### Set task
Each entry should be quoted word for word, including every mark of punctuation.

## Begin Extracted information

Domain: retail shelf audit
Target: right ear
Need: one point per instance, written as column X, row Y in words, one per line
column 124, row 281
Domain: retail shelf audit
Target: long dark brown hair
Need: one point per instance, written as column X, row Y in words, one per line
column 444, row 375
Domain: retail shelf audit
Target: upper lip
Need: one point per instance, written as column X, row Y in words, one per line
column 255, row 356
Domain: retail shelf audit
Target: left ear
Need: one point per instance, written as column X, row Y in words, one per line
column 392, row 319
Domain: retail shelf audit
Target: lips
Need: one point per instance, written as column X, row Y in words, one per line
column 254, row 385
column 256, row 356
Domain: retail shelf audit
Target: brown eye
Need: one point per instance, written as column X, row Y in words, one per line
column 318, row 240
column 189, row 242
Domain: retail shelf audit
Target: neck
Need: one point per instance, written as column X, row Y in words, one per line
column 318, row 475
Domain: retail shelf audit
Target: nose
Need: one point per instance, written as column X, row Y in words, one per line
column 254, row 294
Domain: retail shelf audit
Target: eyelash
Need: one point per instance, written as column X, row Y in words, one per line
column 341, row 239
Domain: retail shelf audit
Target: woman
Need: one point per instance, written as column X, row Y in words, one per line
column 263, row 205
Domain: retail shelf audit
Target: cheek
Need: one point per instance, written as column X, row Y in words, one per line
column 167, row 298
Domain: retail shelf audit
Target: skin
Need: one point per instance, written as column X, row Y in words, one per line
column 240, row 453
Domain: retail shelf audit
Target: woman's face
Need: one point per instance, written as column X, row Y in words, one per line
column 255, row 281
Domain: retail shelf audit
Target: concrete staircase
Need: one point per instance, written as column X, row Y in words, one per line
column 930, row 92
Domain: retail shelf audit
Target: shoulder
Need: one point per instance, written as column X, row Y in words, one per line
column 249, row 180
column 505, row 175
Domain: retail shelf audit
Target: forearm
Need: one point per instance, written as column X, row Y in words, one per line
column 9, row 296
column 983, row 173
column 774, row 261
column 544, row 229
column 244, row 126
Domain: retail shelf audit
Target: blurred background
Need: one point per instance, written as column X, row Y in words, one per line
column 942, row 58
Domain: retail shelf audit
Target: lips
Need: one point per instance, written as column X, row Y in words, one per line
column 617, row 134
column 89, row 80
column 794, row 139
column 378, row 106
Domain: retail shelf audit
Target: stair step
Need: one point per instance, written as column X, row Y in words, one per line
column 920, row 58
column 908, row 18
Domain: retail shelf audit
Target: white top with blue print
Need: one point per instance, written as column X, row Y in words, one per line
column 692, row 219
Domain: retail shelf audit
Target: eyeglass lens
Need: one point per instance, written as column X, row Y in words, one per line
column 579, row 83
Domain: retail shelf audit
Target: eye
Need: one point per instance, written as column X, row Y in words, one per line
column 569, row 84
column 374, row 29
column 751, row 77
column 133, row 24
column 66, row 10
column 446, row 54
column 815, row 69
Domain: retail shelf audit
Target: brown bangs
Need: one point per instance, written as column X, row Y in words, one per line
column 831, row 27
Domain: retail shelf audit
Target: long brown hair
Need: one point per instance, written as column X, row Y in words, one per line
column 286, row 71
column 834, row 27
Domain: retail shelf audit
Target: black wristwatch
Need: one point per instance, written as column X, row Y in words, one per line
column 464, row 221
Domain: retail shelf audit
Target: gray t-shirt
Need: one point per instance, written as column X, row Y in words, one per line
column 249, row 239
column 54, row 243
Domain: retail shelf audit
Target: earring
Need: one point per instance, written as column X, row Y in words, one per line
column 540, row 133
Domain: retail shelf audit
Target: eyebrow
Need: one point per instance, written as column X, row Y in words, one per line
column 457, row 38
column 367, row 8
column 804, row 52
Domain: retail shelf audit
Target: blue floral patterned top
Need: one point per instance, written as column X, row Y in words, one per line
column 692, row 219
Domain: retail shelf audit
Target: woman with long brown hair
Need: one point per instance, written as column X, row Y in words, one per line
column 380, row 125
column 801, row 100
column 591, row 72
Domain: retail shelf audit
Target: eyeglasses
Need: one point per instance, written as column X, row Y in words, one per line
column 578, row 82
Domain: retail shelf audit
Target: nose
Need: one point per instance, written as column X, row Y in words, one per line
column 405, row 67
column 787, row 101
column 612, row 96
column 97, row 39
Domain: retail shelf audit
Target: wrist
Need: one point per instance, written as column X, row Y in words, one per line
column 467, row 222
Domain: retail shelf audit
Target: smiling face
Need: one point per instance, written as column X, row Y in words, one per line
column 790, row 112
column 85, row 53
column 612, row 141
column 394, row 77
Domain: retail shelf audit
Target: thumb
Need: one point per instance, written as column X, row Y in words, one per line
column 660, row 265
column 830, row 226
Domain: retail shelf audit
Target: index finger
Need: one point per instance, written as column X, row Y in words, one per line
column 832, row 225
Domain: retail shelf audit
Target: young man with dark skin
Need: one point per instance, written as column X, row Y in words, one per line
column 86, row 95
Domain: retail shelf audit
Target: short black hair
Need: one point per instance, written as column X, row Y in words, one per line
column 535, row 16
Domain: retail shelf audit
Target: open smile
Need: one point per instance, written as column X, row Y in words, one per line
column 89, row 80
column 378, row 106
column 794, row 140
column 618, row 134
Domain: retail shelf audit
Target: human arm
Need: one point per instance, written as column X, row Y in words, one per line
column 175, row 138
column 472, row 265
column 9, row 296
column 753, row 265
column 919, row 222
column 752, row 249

## End Extracted information

### Answer for this exercise
Domain: retail shelf audit
Target: right ear
Need: one point per instance, written as column X, row Y in words, one per line
column 124, row 281
Domain: retail shelf audit
Target: long dark brown hair
Need: one point per instance, written as column X, row Y in words, one per line
column 444, row 375
Domain: retail shelf audit
Target: upper lip
Need: one point per instance, written as column X, row Y in words, one per line
column 255, row 356
Domain: retail shelf audit
Target: left ear
Need: one point per instance, written as column X, row Y in words, one per line
column 392, row 319
Domain: retail shelf audit
Target: lips
Need: one point per instance, written as column X, row Y in words, one per line
column 254, row 385
column 256, row 356
Domain: retail shelf audit
Target: brown eye
Need: one point per instance, written as column X, row Y in words, one per line
column 318, row 240
column 189, row 242
Domain: retail shelf audit
Target: neck
Need: one point per instance, written as column X, row Y in words, one per line
column 318, row 475
Domain: retail shelf audit
Target: nose
Need: one point per instance, written as column X, row Y in words, one per line
column 254, row 294
Domain: retail shelf audit
Target: eyelash
Need: one point per instance, written as column X, row Y in words, one per line
column 341, row 239
Domain: retail shelf audit
Target: woman
Need: one point per instance, written as column X, row Y in words, one per line
column 263, row 205
Domain: retail shelf audit
Target: cheek
Need: one point per instance, written as column X, row Y in words, one per line
column 167, row 298
Domain: retail shelf audit
Target: skin
Need: one point per instance, written as column X, row Y in words, one per line
column 240, row 453
Domain: retail shelf audit
Target: woman's face
Need: one point per instance, written as column X, row Y in words, one per line
column 255, row 281
Domain: retail shelf audit
Target: concrete staircase
Need: one point per instance, written as column X, row Y in words, one per line
column 930, row 92
Domain: retail shelf audit
Target: shoulder
Need: one point per instance, written as column X, row Y in words, one per line
column 249, row 180
column 505, row 175
Domain: retail shelf audit
Target: forearm
Need: one point per instance, written as column X, row Y in words, one per line
column 9, row 296
column 983, row 173
column 774, row 261
column 544, row 229
column 244, row 126
Domain: retail shelf audit
Target: blurred background
Need: one point per instance, written as column X, row Y in words, one per line
column 942, row 58
Domain: retail shelf audit
Target: lips
Need: one point per instance, written as column X, row Y in words, one per line
column 617, row 134
column 89, row 80
column 794, row 139
column 378, row 106
Domain: retail shelf audit
Target: stair step
Need: one point per instance, written as column X, row Y in words, one per line
column 920, row 58
column 908, row 18
Domain: retail shelf audit
Target: white top with blue print
Need: one point per instance, written as column X, row Y in words, one per line
column 692, row 219
Domain: retail shelf audit
Target: eyeglass lens
Need: one point per instance, written as column X, row Y in words, one per line
column 579, row 83
Domain: retail shelf audit
Target: eye
Need: one point per instance, written as column X, row Y in words, one per line
column 569, row 84
column 374, row 29
column 751, row 77
column 133, row 24
column 66, row 10
column 446, row 54
column 815, row 69
Domain: retail shelf audit
Target: brown bangs
Need: one point per instance, written as column X, row Y in words, one per line
column 831, row 27
Domain: retail shelf audit
Target: long brown hair
Need: one point per instance, written as column X, row Y in words, one per line
column 286, row 71
column 834, row 27
Domain: retail shelf audit
Target: black wristwatch
Need: one point per instance, written as column X, row Y in words, one per line
column 464, row 221
Domain: retail shelf audit
Target: gray t-shirt
Need: one point per instance, written as column X, row Y in words, one per line
column 249, row 239
column 54, row 243
Domain: retail shelf audit
Target: earring
Need: one point per instance, written as column X, row Y in words, one per line
column 540, row 133
Domain: retail shelf audit
Target: eyebrow
Need: one point per instance, written as column X, row Y in words, one per line
column 457, row 38
column 367, row 8
column 804, row 52
Domain: retail shelf audit
Target: blue floral patterned top
Need: one point per instance, written as column X, row Y in words, one per line
column 692, row 219
Domain: retail shelf audit
Target: woman with long brown hair
Need: one point per instance, written as column X, row Y in words, one per line
column 380, row 125
column 801, row 100
column 591, row 72
Domain: retail shelf audit
Target: eyeglasses
Need: one point per instance, written as column X, row Y in words, one per line
column 578, row 82
Domain: retail shelf audit
Target: nose
Need: one point per instance, written as column X, row Y in words, one per line
column 405, row 67
column 787, row 101
column 612, row 96
column 97, row 39
Domain: retail shelf audit
Target: wrist
Need: one point per instance, written as column X, row Y in words, one per line
column 467, row 222
Domain: retail shelf audit
Target: smiling face
Need: one point per instance, written as column X, row Y in words, one per line
column 790, row 112
column 85, row 53
column 612, row 141
column 394, row 77
Domain: retail shelf audit
Target: thumb
Need: one point per instance, written as column X, row Y in words, one per line
column 660, row 265
column 830, row 226
Domain: retail shelf audit
Target: index finger
Need: one point per instance, written as column X, row Y in words, one per line
column 832, row 225
Domain: retail shelf audit
Target: young man with dark skin
Need: one point per instance, written as column X, row Y in words, one per line
column 86, row 95
Domain: retail shelf audit
Target: short black hair
Need: one point per instance, written as column X, row Y in words, one per line
column 535, row 16
Domain: retail shelf audit
Target: open smile
Need: one point per instance, written as column X, row Y in words, one per line
column 89, row 80
column 378, row 106
column 794, row 140
column 618, row 134
Domain: retail shelf audit
Target: human arm
Need: one point per instance, written as column X, row Y in words, one per line
column 175, row 138
column 472, row 265
column 9, row 296
column 753, row 265
column 919, row 222
column 752, row 249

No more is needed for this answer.